* Exercise: Write exactly, with no line omitted or added, the span beginning at the line that holds "For each instance of the lemon slice, set" and ending at the last line of the records.

* Natural-language object grounding data:
────

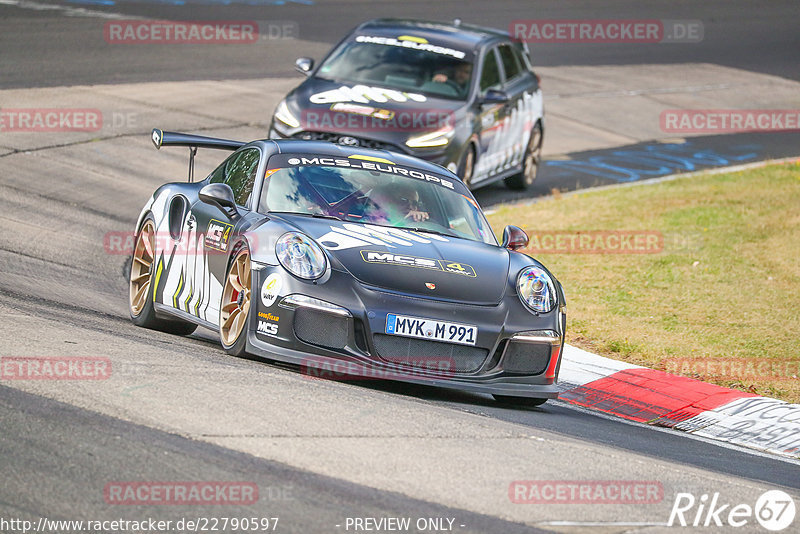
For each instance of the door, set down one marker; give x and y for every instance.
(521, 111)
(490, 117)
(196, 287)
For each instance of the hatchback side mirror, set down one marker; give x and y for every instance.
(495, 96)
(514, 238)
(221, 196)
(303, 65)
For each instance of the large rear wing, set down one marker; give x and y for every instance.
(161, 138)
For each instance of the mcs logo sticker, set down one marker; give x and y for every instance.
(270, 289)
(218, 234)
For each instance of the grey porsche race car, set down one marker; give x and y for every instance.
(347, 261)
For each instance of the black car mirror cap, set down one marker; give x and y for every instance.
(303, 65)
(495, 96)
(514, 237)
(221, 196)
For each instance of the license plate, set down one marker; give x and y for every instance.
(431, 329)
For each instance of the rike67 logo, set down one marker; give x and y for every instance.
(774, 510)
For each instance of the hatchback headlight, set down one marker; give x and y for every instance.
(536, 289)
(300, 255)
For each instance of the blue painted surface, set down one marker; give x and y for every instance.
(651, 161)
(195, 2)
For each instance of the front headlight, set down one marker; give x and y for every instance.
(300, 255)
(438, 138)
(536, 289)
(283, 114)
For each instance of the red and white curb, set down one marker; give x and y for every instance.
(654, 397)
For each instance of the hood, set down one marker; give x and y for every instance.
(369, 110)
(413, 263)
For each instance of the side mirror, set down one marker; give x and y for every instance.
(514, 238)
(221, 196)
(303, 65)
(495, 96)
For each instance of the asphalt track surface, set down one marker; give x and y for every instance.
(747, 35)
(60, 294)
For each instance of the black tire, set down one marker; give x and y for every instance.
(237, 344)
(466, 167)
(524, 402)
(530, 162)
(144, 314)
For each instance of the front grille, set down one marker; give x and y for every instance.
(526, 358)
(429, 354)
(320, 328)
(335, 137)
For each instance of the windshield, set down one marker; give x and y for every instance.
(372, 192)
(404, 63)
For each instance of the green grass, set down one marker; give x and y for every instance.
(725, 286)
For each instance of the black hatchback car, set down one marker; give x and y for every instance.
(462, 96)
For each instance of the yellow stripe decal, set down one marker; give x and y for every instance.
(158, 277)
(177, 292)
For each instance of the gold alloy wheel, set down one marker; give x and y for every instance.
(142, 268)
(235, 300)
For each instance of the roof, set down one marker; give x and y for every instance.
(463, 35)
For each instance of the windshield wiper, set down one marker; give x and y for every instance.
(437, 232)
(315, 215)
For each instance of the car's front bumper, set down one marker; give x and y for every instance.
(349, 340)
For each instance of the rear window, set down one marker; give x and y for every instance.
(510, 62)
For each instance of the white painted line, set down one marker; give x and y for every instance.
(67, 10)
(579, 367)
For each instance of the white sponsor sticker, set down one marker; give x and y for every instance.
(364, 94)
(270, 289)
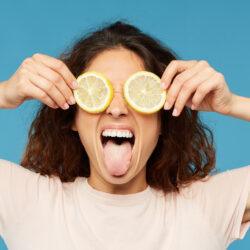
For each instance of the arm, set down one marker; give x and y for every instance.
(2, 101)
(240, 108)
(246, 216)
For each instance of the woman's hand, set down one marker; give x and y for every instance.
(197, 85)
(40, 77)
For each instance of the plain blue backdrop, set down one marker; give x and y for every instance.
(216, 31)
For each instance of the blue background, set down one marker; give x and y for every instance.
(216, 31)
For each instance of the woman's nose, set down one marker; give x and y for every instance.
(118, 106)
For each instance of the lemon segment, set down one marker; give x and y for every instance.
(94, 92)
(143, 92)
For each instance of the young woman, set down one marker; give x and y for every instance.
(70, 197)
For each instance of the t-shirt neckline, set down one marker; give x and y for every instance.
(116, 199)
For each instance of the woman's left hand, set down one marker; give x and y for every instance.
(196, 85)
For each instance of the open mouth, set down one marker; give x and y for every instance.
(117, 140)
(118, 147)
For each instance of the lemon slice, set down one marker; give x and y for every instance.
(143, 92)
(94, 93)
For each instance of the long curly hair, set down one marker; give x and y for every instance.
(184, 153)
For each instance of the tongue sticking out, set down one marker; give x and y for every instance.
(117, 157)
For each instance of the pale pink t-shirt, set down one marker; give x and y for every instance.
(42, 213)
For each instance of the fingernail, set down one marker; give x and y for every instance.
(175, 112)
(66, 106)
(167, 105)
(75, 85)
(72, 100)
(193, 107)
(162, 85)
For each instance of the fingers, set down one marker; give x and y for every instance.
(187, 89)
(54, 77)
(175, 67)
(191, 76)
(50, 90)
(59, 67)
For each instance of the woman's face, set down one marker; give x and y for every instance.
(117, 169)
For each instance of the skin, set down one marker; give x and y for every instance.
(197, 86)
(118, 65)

────

* Solution for this exercise:
For each instance of the lemon slice, set down one marker; give x and y for every instance.
(143, 92)
(94, 93)
For each instance of the long curly hair, set down one marker; give x and y for every instance.
(184, 153)
For each instance of the tongue sticking out, set down one marker; give x and y for every instance.
(117, 157)
For each instance of the pale pink t-shirt, set down one marker; give x and y for every instance.
(42, 213)
For each instance of the fingernail, set down one marker; give x and y for every instance.
(175, 112)
(66, 106)
(167, 105)
(75, 85)
(72, 100)
(193, 107)
(162, 85)
For each instance of the fingers, set down one marker; give x and y for every instance.
(187, 89)
(54, 77)
(175, 67)
(191, 76)
(50, 90)
(59, 67)
For each instance of the woman's face, set down one marker; give x and y for every instance.
(117, 169)
For each instance of the skin, set down one marker; give x and y for every instance.
(197, 86)
(118, 65)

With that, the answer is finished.